Inspect current configuration:

1. Call read_genicam_node with empty node_name to list all writable nodes
2. Call read_genicam_node with a specific node_name for detailed metadata

Modify a single setting:

1. Call read_genicam_node to check the current value and valid range/entries
2. Call write_genicam_node with the new value
3. Call read_genicam_node again to confirm the change took effect

Save and restore configuration:

1. Ask the user for a YAML file path
2. Call dump_genicam_config to export the current configuration
3. On a different session or camera, call load_genicam_config to apply the saved configuration

---

Encoding parameter guidance

Encoder selection

Factor	H264	H265
Compatibility	Wider player support	May require newer players
Compression	Good	~30-50% better at same quality
Encoding speed	Faster	Slower (use GPU to offset)
Default	Yes (MCP default)	Recommended for production via code

Speed preset selection

Use Case	Preset	Rationale
Quick camera test	FAST (3)	Fast encoding, broad compatibility
Extended test recording	MEDIUM (4)	Balance of speed and file size
Quality evaluation	SLOW (5)	Better compression for evaluating camera output

All recommendations are healthy starting points. Actual parameters must be fine-tuned by the end user for their specific camera, scene content, and throughput requirements.
━━━━━━━━━━
### What to work on
[A] List every tool name that the camera configuration guide says to call.
[B] Write the next portion of the camera configuration guide, beginning after its final sentence.
The records that follow the text were drawn from a separate source.

Phrase grounding data:
━━━━━━━━━━
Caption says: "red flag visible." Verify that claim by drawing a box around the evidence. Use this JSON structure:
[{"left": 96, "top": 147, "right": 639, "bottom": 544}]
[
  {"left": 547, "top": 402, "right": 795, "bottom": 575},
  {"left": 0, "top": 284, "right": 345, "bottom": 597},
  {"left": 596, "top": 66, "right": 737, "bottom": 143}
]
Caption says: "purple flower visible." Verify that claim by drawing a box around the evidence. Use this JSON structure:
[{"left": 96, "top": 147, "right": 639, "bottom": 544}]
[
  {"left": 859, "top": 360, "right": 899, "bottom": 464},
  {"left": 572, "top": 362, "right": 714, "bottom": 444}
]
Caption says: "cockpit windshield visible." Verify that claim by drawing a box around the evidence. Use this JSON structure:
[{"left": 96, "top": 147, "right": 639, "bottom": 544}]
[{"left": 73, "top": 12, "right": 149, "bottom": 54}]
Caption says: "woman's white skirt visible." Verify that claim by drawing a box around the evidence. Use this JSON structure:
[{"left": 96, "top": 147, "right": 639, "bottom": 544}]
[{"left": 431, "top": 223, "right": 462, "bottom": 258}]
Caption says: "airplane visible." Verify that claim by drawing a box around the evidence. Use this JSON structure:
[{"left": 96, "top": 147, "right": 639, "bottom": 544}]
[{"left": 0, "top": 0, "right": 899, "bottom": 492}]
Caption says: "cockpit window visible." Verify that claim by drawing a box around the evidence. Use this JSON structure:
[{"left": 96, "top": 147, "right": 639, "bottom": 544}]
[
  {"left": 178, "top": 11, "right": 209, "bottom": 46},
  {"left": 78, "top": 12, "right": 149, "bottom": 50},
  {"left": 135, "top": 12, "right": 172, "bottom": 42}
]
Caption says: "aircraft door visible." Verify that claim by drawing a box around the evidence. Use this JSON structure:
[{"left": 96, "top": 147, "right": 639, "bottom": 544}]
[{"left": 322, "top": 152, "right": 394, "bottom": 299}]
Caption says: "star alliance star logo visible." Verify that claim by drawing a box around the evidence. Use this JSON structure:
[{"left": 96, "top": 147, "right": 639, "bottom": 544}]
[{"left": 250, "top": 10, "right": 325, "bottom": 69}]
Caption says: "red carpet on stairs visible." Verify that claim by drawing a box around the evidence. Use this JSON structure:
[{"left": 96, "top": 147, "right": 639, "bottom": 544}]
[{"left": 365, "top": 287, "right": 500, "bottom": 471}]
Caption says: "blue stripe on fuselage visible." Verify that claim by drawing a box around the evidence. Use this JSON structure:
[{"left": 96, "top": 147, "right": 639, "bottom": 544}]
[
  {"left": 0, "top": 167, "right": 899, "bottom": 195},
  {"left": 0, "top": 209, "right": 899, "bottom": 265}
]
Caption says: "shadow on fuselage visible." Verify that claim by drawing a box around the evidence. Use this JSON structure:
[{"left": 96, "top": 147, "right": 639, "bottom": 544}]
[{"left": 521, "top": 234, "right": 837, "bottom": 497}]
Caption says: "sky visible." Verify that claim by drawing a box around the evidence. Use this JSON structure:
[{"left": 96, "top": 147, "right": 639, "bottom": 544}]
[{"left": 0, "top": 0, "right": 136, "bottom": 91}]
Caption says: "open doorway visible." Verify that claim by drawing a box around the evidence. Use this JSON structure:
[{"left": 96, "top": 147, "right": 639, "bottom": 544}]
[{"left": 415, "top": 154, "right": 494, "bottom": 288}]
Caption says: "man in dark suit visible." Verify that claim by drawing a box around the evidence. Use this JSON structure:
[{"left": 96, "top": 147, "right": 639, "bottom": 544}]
━━━━━━━━━━
### Responses in order
[A]
read_genicam_node
write_genicam_node
dump_genicam_config
load_genicam_config

[B]
Pixel format guidance

Format	When to Use
YUV420	Default; monochrome cameras; storage-sensitive; behavioral video
YUV444	Color-critical scientific imaging; maximum color fidelity

Monochrome cameras gain nothing from YUV444 since all chrominance channels are zero.

Quantization parameter guidance

QP Range	Quality Level	Use Case
0-5	Near-lossless	Scientific imaging requiring maximum detail
10-15	High quality	Default for production; good balance
15-20	Good quality	Behavioral video where pixel-perfect is not needed
20-25	Moderate	Archival; long recordings with storage constraints
25-35	Low quality	Preview and testing only
35-51	Very low	Not recommended

The default QP of 15 is calibrated for H265. For H264, QP 15-20 produces equivalent visual quality.

---

Bridge to code integration

When transitioning from MCP-based testing to writing VideoSystem code, use this mapping.

Parameter mapping

MCP Parameter	VideoSystem Parameter	Key Difference
output_directory	output_directory	str → Path; wrap in Path()
interface	camera_interface	str → CameraInterfaces enum
camera_index	camera_index	Same (int)
width	frame_width	Name differs
height	frame_height	Name differs
frame_rate	frame_rate	MCP requires explicit value; code default is None (camera native)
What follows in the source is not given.